START EXTRACTED TEXT
Though FEMA marooned them in the Superdome without water, food, or medical aid, or put them, like Warrenetta, on Houston-bound buses, landing with no visible signs of support, Lower Ninth survivors endured and returned.

“I don’t desire to live in any other place,” Warrenetta explains. It’s hard for people not from here to understand what it’s like to lose every single thing in one day but how it’s still home. New Orleans is so small that most people are related in some way, so the best part of their humanity comes out. If you’re distressed, you’re never truly alone.”

It’s productive love.

The Guerrilla Garden, started by trench-diggers in a blighted lot’s scrub grass, brightens lives with fresh produce, potlucks, and workshops for a section with few services since the Industrial Canal divides it from downtown. Landscaping, fresh paint, and new construction are concrete progress signs.

The vigorous rebuilding sows hope for the future but a fuller tale is truthful.

Barren land tracts remain. Broken homes show inspectors’ spray-paint marks for how many dead were found that fateful day. The Army Corps of Engineers, charged with shielding the below-sea-level City from flooding left flawed work on Lower Nine levees, investigators found, an unconscionable discriminatory act.

“He who refuses a suppliant the aid which he has the power to give is accountable to justice,” Joseph in the Bible declares but his words fall on deaf ears.

Warrenetta and others – Jenga Mwendo, the Guerrilla Garden’s leader; Burnell Cotlon, the military veteran who, with his life savings, rebuilt a gutted structure as the first local grocery store and laundromat – march on. Pastel hues brighten houses.

“Although the architecture of the neighborhood reflects post-World War II styles including bungalows and ranches, shotgun and expanded shotgun homes from the turn of the century, and revival and adaptive styles from development in the 1930s and 40s also grace the neighborhood. Other homes of Spanish and Tudor style clad with stucco and Cape styles can also be found,” the City Council’s Lower Ninth Ward Redevelopment Plan asserts.

It adds that “State and Federal subsidies will be required to help residents rebuild and to attract private investment in the area.”

The late Ward “Mack” McClendon before the storm sold luxury cars for his living, then launched the Lower Ninth Ward Village, a community center for library, cultural and job training programs. “Just one-third have returned,” Mack acknowledged in 2014, “but I’d put that one-third against the world. They had to come out of the water fighting. There would be more if we had more resources.”
END EXTRACTED TEXT
START MATERIAL PROVIDED
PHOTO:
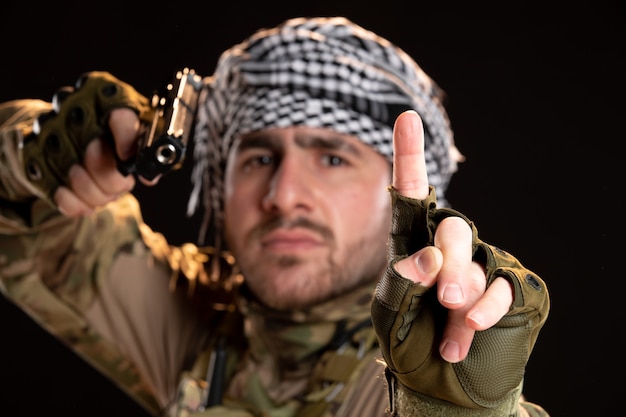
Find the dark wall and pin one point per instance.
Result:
(536, 98)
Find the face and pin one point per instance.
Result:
(307, 214)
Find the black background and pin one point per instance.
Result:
(536, 99)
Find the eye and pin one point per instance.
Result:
(253, 160)
(333, 160)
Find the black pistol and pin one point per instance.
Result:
(163, 148)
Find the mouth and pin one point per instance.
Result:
(291, 240)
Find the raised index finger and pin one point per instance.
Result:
(410, 177)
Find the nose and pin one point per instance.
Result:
(291, 186)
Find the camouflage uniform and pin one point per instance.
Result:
(103, 285)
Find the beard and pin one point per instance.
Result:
(299, 281)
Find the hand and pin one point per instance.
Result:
(98, 181)
(461, 283)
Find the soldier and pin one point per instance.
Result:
(307, 293)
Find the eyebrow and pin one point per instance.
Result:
(303, 141)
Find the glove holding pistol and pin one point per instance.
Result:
(58, 139)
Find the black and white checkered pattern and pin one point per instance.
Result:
(316, 72)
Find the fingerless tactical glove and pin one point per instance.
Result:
(59, 138)
(409, 320)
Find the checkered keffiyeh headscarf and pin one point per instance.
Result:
(315, 72)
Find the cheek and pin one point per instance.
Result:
(363, 209)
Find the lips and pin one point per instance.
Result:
(298, 239)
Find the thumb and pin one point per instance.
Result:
(421, 267)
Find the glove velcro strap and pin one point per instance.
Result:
(59, 138)
(409, 319)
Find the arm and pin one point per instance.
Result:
(78, 275)
(456, 318)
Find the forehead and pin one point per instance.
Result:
(303, 137)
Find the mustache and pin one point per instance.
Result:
(299, 222)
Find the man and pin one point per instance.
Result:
(296, 143)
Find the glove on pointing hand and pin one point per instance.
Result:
(409, 320)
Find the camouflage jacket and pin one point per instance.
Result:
(118, 294)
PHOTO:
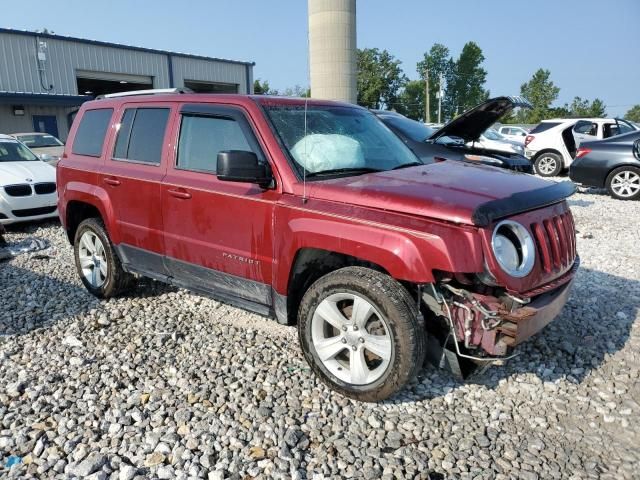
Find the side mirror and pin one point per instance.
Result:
(241, 166)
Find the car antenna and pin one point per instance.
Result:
(306, 102)
(304, 168)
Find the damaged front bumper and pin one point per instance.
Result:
(488, 326)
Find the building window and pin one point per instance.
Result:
(211, 87)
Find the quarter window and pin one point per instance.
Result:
(202, 138)
(141, 135)
(93, 127)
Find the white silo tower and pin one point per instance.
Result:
(332, 49)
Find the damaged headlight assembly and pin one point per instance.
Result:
(513, 248)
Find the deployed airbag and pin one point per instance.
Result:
(318, 152)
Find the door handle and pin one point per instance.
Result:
(112, 181)
(182, 194)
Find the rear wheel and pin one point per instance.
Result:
(97, 263)
(548, 164)
(360, 333)
(624, 183)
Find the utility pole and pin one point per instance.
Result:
(440, 99)
(427, 110)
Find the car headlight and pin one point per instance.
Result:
(513, 248)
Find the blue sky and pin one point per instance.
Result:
(590, 46)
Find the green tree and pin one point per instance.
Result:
(633, 114)
(437, 61)
(585, 108)
(411, 100)
(465, 85)
(261, 87)
(380, 78)
(541, 93)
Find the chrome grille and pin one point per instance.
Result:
(44, 188)
(556, 242)
(20, 190)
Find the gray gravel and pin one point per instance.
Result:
(165, 384)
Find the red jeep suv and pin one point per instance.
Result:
(315, 213)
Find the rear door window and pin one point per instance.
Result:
(586, 128)
(89, 138)
(544, 126)
(141, 135)
(202, 138)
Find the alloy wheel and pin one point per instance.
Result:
(546, 165)
(351, 338)
(93, 259)
(626, 184)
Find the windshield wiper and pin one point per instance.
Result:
(407, 165)
(339, 171)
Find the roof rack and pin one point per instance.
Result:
(153, 91)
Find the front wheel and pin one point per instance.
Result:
(548, 164)
(96, 260)
(360, 332)
(624, 183)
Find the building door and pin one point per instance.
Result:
(46, 124)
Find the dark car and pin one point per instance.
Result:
(613, 163)
(455, 140)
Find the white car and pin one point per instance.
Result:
(45, 146)
(492, 140)
(27, 184)
(517, 134)
(552, 144)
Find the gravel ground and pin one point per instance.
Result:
(165, 384)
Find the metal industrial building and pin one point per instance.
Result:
(45, 77)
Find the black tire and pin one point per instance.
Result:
(394, 303)
(633, 171)
(544, 164)
(117, 280)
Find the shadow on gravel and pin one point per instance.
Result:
(30, 300)
(594, 324)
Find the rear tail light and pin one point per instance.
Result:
(582, 152)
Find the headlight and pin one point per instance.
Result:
(513, 247)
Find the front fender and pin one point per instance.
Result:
(94, 196)
(406, 254)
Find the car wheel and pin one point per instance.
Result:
(360, 332)
(98, 265)
(548, 164)
(624, 183)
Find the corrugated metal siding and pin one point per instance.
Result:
(9, 123)
(19, 66)
(209, 71)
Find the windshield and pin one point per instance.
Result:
(36, 141)
(491, 134)
(416, 131)
(13, 151)
(341, 140)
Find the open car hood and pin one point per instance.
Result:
(470, 125)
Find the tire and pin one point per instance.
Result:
(388, 309)
(548, 164)
(623, 183)
(102, 275)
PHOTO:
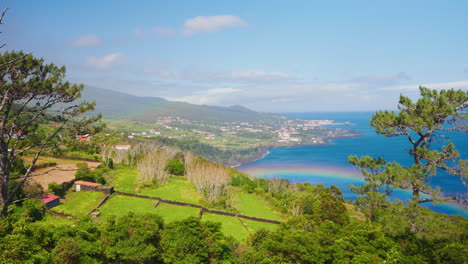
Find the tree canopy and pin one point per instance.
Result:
(425, 123)
(36, 104)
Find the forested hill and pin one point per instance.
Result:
(117, 105)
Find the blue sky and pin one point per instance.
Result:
(279, 56)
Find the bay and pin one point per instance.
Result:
(328, 164)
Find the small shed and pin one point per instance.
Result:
(50, 200)
(87, 186)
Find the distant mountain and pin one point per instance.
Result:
(117, 105)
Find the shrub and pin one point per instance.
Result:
(34, 209)
(176, 167)
(57, 189)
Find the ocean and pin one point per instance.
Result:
(328, 164)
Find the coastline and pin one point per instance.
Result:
(265, 150)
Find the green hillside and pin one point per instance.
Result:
(117, 105)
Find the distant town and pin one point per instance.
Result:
(281, 132)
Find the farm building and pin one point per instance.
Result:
(87, 186)
(122, 147)
(50, 200)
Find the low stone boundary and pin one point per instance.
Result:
(100, 204)
(59, 214)
(202, 209)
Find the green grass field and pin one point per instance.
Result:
(54, 221)
(124, 179)
(177, 189)
(230, 226)
(120, 205)
(252, 205)
(171, 212)
(254, 226)
(79, 203)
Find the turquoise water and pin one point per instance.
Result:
(328, 164)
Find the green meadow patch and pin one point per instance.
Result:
(170, 212)
(253, 205)
(124, 178)
(254, 226)
(231, 226)
(177, 189)
(79, 203)
(120, 205)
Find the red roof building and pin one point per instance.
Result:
(87, 186)
(50, 200)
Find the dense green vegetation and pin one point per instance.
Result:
(317, 226)
(229, 156)
(115, 105)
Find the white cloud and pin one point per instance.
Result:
(164, 32)
(383, 80)
(209, 24)
(138, 33)
(444, 85)
(209, 97)
(259, 75)
(105, 62)
(84, 41)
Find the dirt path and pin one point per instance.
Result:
(60, 173)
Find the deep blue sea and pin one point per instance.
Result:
(328, 164)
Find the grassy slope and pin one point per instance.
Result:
(79, 203)
(230, 226)
(177, 189)
(121, 205)
(252, 205)
(124, 179)
(171, 212)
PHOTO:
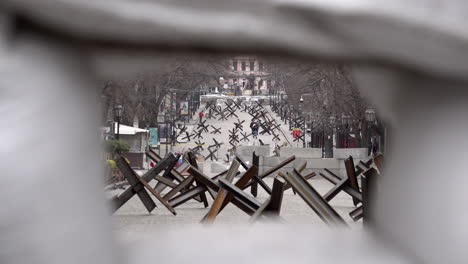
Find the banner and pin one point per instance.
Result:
(153, 140)
(184, 108)
(164, 133)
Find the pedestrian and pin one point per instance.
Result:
(201, 115)
(254, 126)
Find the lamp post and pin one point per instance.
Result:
(118, 114)
(167, 119)
(370, 118)
(301, 108)
(346, 121)
(332, 121)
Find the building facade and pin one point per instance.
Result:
(249, 76)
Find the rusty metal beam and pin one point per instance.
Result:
(217, 204)
(148, 176)
(238, 193)
(313, 199)
(135, 184)
(163, 201)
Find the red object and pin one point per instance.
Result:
(297, 133)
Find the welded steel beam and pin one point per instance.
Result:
(313, 199)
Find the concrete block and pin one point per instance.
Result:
(246, 151)
(217, 167)
(301, 152)
(356, 153)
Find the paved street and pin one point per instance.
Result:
(132, 220)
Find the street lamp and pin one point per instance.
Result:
(118, 113)
(167, 119)
(346, 122)
(370, 115)
(370, 118)
(301, 106)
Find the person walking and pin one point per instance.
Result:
(254, 126)
(201, 116)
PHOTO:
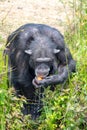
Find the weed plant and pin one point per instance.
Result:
(66, 107)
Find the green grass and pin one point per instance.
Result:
(65, 108)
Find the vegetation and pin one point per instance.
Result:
(66, 107)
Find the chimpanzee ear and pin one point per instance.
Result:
(55, 51)
(28, 52)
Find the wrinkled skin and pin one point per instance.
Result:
(38, 57)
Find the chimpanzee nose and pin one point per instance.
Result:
(42, 70)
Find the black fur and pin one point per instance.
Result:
(41, 40)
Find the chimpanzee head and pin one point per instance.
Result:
(42, 56)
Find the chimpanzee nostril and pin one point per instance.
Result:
(42, 70)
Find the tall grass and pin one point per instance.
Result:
(66, 107)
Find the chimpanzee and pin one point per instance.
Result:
(37, 58)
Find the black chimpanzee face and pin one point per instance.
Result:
(43, 64)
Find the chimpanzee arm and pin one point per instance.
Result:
(65, 69)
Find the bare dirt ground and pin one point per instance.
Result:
(14, 13)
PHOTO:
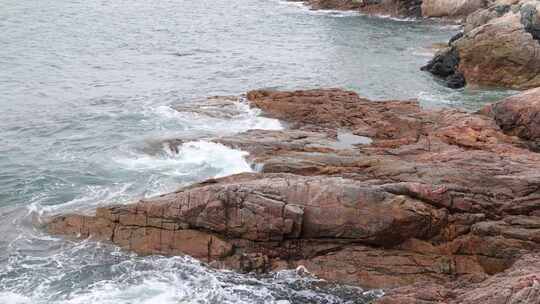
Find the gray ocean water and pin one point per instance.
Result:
(87, 95)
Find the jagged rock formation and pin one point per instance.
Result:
(499, 46)
(441, 198)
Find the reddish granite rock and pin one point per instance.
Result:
(397, 8)
(433, 197)
(518, 284)
(499, 48)
(518, 115)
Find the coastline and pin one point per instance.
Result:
(426, 200)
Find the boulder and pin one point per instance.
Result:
(499, 47)
(438, 198)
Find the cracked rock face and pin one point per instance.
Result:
(436, 204)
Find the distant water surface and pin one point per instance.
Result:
(87, 96)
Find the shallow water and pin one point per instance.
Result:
(89, 91)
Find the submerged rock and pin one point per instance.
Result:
(500, 46)
(440, 198)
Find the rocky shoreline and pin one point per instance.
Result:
(499, 45)
(430, 205)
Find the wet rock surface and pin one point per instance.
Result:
(396, 8)
(499, 46)
(439, 205)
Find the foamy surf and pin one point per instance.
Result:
(194, 158)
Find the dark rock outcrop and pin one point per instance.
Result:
(500, 46)
(397, 8)
(445, 66)
(438, 206)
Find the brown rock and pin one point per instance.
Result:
(518, 115)
(450, 8)
(444, 198)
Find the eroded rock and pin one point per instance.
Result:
(499, 47)
(436, 196)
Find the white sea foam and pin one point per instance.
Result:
(203, 157)
(13, 298)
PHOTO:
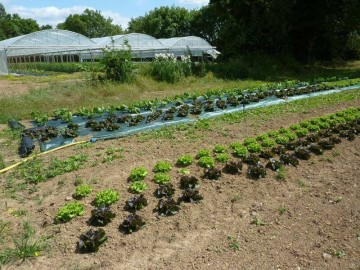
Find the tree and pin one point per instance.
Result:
(164, 22)
(91, 24)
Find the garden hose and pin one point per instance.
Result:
(40, 154)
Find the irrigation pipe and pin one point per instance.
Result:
(40, 154)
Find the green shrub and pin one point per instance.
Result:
(241, 151)
(161, 178)
(138, 187)
(106, 197)
(220, 148)
(162, 166)
(118, 66)
(268, 143)
(69, 211)
(282, 139)
(254, 147)
(223, 157)
(206, 162)
(83, 191)
(166, 68)
(185, 160)
(138, 174)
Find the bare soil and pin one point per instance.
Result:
(311, 218)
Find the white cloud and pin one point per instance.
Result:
(54, 15)
(194, 2)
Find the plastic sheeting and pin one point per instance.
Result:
(126, 130)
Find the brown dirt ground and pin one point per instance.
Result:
(321, 198)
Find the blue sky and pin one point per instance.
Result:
(121, 11)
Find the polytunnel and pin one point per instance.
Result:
(142, 46)
(197, 46)
(46, 46)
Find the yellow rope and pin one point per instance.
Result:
(40, 154)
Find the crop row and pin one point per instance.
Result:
(269, 151)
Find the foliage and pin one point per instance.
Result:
(25, 246)
(106, 197)
(162, 166)
(167, 207)
(189, 182)
(206, 162)
(90, 24)
(223, 158)
(82, 191)
(101, 216)
(138, 187)
(161, 178)
(136, 203)
(190, 195)
(219, 148)
(118, 66)
(164, 22)
(91, 240)
(203, 153)
(69, 211)
(185, 160)
(138, 174)
(131, 224)
(167, 68)
(164, 191)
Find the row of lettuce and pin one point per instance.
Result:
(269, 151)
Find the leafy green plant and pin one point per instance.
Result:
(302, 132)
(101, 216)
(138, 174)
(254, 147)
(258, 221)
(185, 160)
(136, 203)
(91, 240)
(118, 66)
(69, 211)
(161, 178)
(106, 197)
(223, 158)
(132, 223)
(162, 166)
(40, 118)
(206, 162)
(25, 246)
(219, 148)
(203, 153)
(82, 191)
(138, 187)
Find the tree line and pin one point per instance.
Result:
(305, 30)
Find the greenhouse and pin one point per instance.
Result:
(65, 46)
(196, 46)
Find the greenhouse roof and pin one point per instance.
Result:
(135, 40)
(48, 38)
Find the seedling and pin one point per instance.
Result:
(138, 187)
(258, 221)
(185, 160)
(138, 174)
(162, 166)
(106, 197)
(161, 178)
(82, 191)
(69, 211)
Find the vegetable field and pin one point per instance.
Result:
(273, 187)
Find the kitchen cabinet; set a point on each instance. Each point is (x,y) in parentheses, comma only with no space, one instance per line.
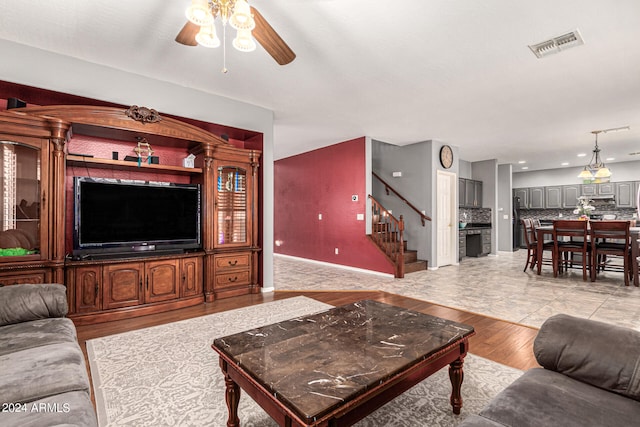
END MATERIAL PROVIDED
YOUR TASKS.
A – In the Lower Ninth Ward text, copy the stretch from "It’s productive love." through "unconscionable discriminatory act.", swapping "Guerrilla Garden" for "Community Garden" wherever it appears.
B – Name every person the Lower Ninth Ward text mentions by name.
C – Pick up the Lower Ninth Ward text after its final sentence and keep writing.

REPLIES.
A –
It’s productive love.

The Community Garden, started by trench-diggers in a blighted lot’s scrub grass, brightens lives with fresh produce, potlucks, and workshops for a section with few services since the Industrial Canal divides it from downtown. Landscaping, fresh paint, and new construction are concrete progress signs.

The vigorous rebuilding sows hope for the future but a fuller tale is truthful.

Barren land tracts remain. Broken homes show inspectors’ spray-paint marks for how many dead were found that fateful day. The Army Corps of Engineers, charged with shielding the below-sea-level City from flooding left flawed work on Lower Nine levees, investigators found, an unconscionable discriminatory act.

B – Warrenetta, Jenga Mwendo, Burnell Cotlon, Joseph, and Ward "Mack" McClendon.

C –
US Census data supports him. The 2000 population of 14,008 was 4,378 in 2018, official neglect abetting Katrina’s effects. The Lower Ninth’s sparse services from shortfalls in outside aid contrast with the revived business district, football stadium, basketball arena, French Quarter and that billion dollar airport a bridge away.

With average household income down from $39,561 to $33,531, 37 percent of its people in poverty and 8.3 percent with bachelor’s degrees, the Lower Ninth Ward despite a strong work ethic needs outside investors.

“The Superdome – which sheltered thousands during the storm – has been renovated and now carries the Mercedes-Benz name. A new veterans hospital and $1.1 billion University Medical Center are scheduled to open,” cheered a 2015 Financial Post piece. “Venture capital funds and philanthropies are lining up with grants for city projects. The recovery has been uneven, however, with areas like the flood-ravaged Lower Ninth Ward lagging behind.”

With the need now as clear as a gut punch one wonders what would move municipal leaders to act. Reverend Steve Gonzalez, Warrenetta’s “volunteer angel,” friend and ally,  summarizing at length outside the church office, awakened me to the value in stories. The Lower Ninth Ward, he implied, must feel heard by the captains of industry.

As dignitaries and media assemble soon in New Orleans, will they put ears to the ground, listening?

The young man in the image is waiting.

Michael McQuillan, former US Senate aide and Peace Corps Volunteer, taught history and chaired the NYPD Training Advisory Council’s Race Subcommittee.